BEGIN

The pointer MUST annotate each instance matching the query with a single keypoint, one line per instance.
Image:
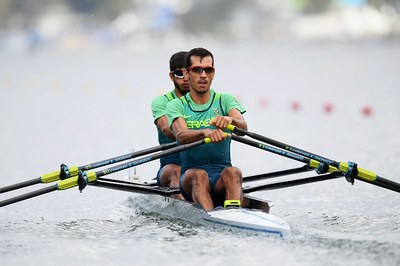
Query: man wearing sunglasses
(170, 166)
(207, 175)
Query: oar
(292, 171)
(66, 172)
(313, 164)
(351, 170)
(84, 177)
(295, 182)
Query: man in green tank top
(170, 166)
(207, 175)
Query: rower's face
(200, 81)
(180, 79)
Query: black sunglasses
(199, 70)
(178, 74)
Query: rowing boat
(158, 200)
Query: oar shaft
(291, 183)
(74, 170)
(20, 185)
(315, 160)
(283, 146)
(150, 158)
(127, 156)
(28, 195)
(292, 171)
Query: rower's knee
(231, 174)
(199, 178)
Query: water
(78, 107)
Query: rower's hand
(221, 121)
(216, 135)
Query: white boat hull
(242, 219)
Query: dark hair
(177, 60)
(201, 52)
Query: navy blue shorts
(213, 172)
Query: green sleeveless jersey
(158, 108)
(198, 117)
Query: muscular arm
(162, 124)
(185, 135)
(234, 117)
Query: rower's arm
(234, 118)
(162, 124)
(185, 135)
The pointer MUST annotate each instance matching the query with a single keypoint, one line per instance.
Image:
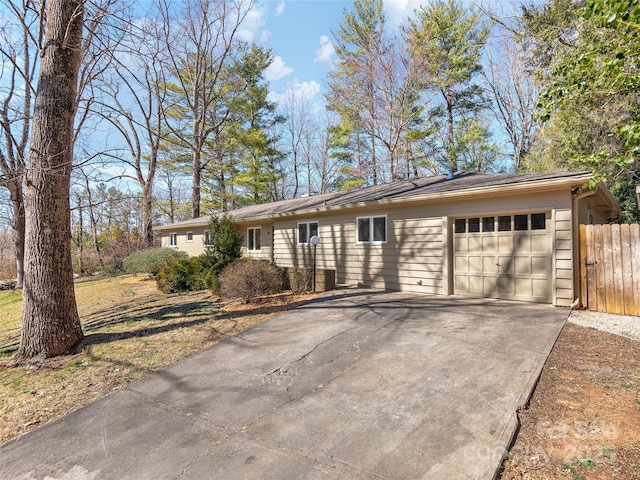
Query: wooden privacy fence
(610, 268)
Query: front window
(253, 239)
(372, 229)
(306, 230)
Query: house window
(372, 229)
(306, 230)
(253, 239)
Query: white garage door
(503, 256)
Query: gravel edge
(624, 325)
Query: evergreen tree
(253, 137)
(446, 41)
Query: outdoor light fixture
(315, 241)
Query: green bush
(182, 275)
(211, 281)
(151, 260)
(249, 278)
(224, 242)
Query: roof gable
(396, 191)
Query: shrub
(250, 278)
(182, 275)
(300, 279)
(211, 281)
(151, 260)
(224, 242)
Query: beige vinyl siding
(266, 240)
(563, 258)
(416, 255)
(410, 260)
(193, 248)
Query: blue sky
(299, 32)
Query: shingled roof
(391, 192)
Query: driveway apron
(357, 384)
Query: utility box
(301, 279)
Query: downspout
(577, 195)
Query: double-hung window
(372, 229)
(253, 239)
(306, 230)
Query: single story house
(507, 236)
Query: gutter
(493, 190)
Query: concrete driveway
(355, 385)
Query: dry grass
(584, 418)
(131, 330)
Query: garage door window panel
(504, 223)
(474, 225)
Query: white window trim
(373, 242)
(254, 239)
(308, 231)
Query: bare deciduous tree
(50, 321)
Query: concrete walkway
(355, 385)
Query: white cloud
(303, 91)
(325, 53)
(399, 10)
(277, 70)
(306, 90)
(250, 28)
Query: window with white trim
(371, 229)
(306, 230)
(253, 239)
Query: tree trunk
(50, 321)
(453, 164)
(195, 189)
(147, 214)
(17, 206)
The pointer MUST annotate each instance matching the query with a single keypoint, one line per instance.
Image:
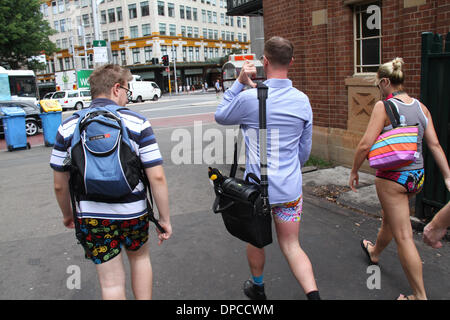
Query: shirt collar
(278, 83)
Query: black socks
(313, 295)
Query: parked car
(144, 90)
(32, 120)
(73, 99)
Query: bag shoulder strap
(262, 97)
(392, 113)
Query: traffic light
(165, 60)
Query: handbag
(243, 204)
(395, 148)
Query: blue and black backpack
(104, 165)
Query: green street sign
(82, 77)
(99, 43)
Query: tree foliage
(23, 32)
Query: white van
(143, 90)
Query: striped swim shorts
(412, 180)
(288, 211)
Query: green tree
(23, 32)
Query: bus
(18, 85)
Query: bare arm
(374, 128)
(158, 183)
(435, 148)
(61, 186)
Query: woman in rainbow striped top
(395, 187)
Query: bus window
(22, 86)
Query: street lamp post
(174, 59)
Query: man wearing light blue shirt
(289, 136)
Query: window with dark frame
(145, 9)
(160, 8)
(367, 32)
(132, 11)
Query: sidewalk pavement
(332, 184)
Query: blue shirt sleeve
(305, 142)
(231, 110)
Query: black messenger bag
(244, 205)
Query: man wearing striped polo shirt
(109, 226)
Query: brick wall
(324, 52)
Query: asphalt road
(201, 261)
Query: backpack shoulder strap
(392, 113)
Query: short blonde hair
(392, 70)
(105, 77)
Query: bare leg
(141, 272)
(394, 200)
(385, 235)
(256, 259)
(111, 275)
(287, 233)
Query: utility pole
(174, 59)
(95, 17)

END

YOUR ASSIGNMENT ▸ The data above, line by line: transcribe it exactly and drop the pictures.

SOLUTION TO THIS TASK ▸
The pointer MUST annotate each instance matching the query with a single keypoint, one line per instance.
Image:
Query: man wearing sunglasses
(170, 166)
(207, 175)
Query: oar
(292, 171)
(66, 172)
(313, 164)
(351, 170)
(84, 177)
(295, 182)
Query: man in green tank top
(170, 166)
(207, 175)
Query: rower's face
(200, 81)
(180, 79)
Query: black sunglasses
(199, 70)
(178, 74)
Query: rowing boat
(158, 200)
Query: oar shaft
(291, 183)
(74, 170)
(20, 185)
(315, 160)
(283, 146)
(150, 158)
(127, 156)
(28, 195)
(292, 171)
Query: rower's knee
(231, 174)
(199, 178)
Query: water
(78, 107)
Query: rower's hand
(221, 121)
(216, 135)
Query: white boat hull
(242, 219)
Query: dark hair
(177, 60)
(201, 52)
Query: navy blue shorts
(213, 172)
Query: green sleeveless jersey
(158, 108)
(198, 117)
Query: muscular arm
(162, 124)
(185, 135)
(234, 117)
Query: rower's arm
(234, 118)
(162, 124)
(185, 135)
The pointer MUST annotate each instance matching the query with a single keypoint, one line per instance.
Image:
Query: wooden privacy fence
(610, 268)
Query: front window
(253, 239)
(372, 229)
(306, 230)
Query: house window
(372, 229)
(306, 230)
(253, 239)
Query: white garage door
(503, 256)
Query: gravel edge
(624, 325)
Query: evergreen tree
(253, 137)
(446, 41)
Query: outdoor light fixture
(315, 241)
Query: green bush
(182, 275)
(211, 281)
(151, 260)
(249, 278)
(224, 242)
Query: roof gable
(396, 191)
Query: shrub
(250, 278)
(182, 275)
(300, 279)
(211, 281)
(151, 260)
(224, 242)
Query: beige vinyl siding
(266, 240)
(563, 258)
(416, 255)
(410, 260)
(193, 248)
Query: blue sky
(299, 32)
Query: shingled roof
(391, 192)
Query: driveway apron
(357, 384)
Query: utility box
(301, 279)
Query: downspout
(577, 195)
Query: double-hung window
(372, 229)
(253, 239)
(306, 230)
Query: single story house
(507, 236)
Query: gutter
(493, 190)
Query: concrete driveway
(355, 385)
Query: dry grass
(584, 418)
(131, 330)
Query: garage door window panel
(504, 223)
(474, 225)
Query: white window trim
(373, 242)
(254, 239)
(308, 231)
Query: bare deciduous tree
(50, 321)
Query: concrete walkway
(355, 385)
Query: white cloud
(303, 91)
(325, 53)
(399, 10)
(277, 70)
(306, 90)
(250, 28)
Query: window with white trim
(371, 229)
(306, 230)
(253, 239)
Query: tree trunk
(50, 321)
(453, 164)
(195, 189)
(147, 214)
(17, 206)
The pointer MUST annotate each instance matching the query with a single keypoint, one line per instance.
Image:
Query: shirt collar
(278, 83)
Query: black socks
(313, 295)
Query: parked car
(144, 90)
(32, 120)
(73, 99)
Query: bag shoulder strap
(262, 97)
(392, 113)
Query: traffic light
(165, 60)
Query: handbag
(243, 204)
(395, 148)
Query: blue and black backpack
(104, 165)
Query: green street sign
(82, 77)
(99, 43)
Query: tree foliage
(23, 32)
Query: white van
(143, 90)
Query: striped swim shorts
(412, 180)
(288, 211)
Query: green tree
(23, 32)
Query: bus
(18, 85)
Query: bare arm
(374, 128)
(158, 183)
(435, 148)
(61, 186)
Query: woman in rainbow striped top
(395, 187)
Query: bus window
(22, 86)
Query: street lamp post
(174, 59)
Query: man wearing light blue shirt
(289, 136)
Query: window with dark frame
(145, 9)
(160, 8)
(367, 32)
(132, 11)
Query: sidewalk pavement
(332, 184)
Query: blue shirt sleeve
(305, 142)
(231, 110)
Query: black messenger bag
(244, 205)
Query: man wearing striped polo shirt
(109, 226)
Query: brick wall
(324, 52)
Query: asphalt road
(201, 261)
Query: backpack shoulder strap
(392, 113)
Query: short blonde hair
(392, 70)
(105, 77)
Query: bare leg
(141, 272)
(394, 200)
(385, 235)
(256, 259)
(111, 275)
(287, 233)
Query: utility pole
(174, 59)
(95, 17)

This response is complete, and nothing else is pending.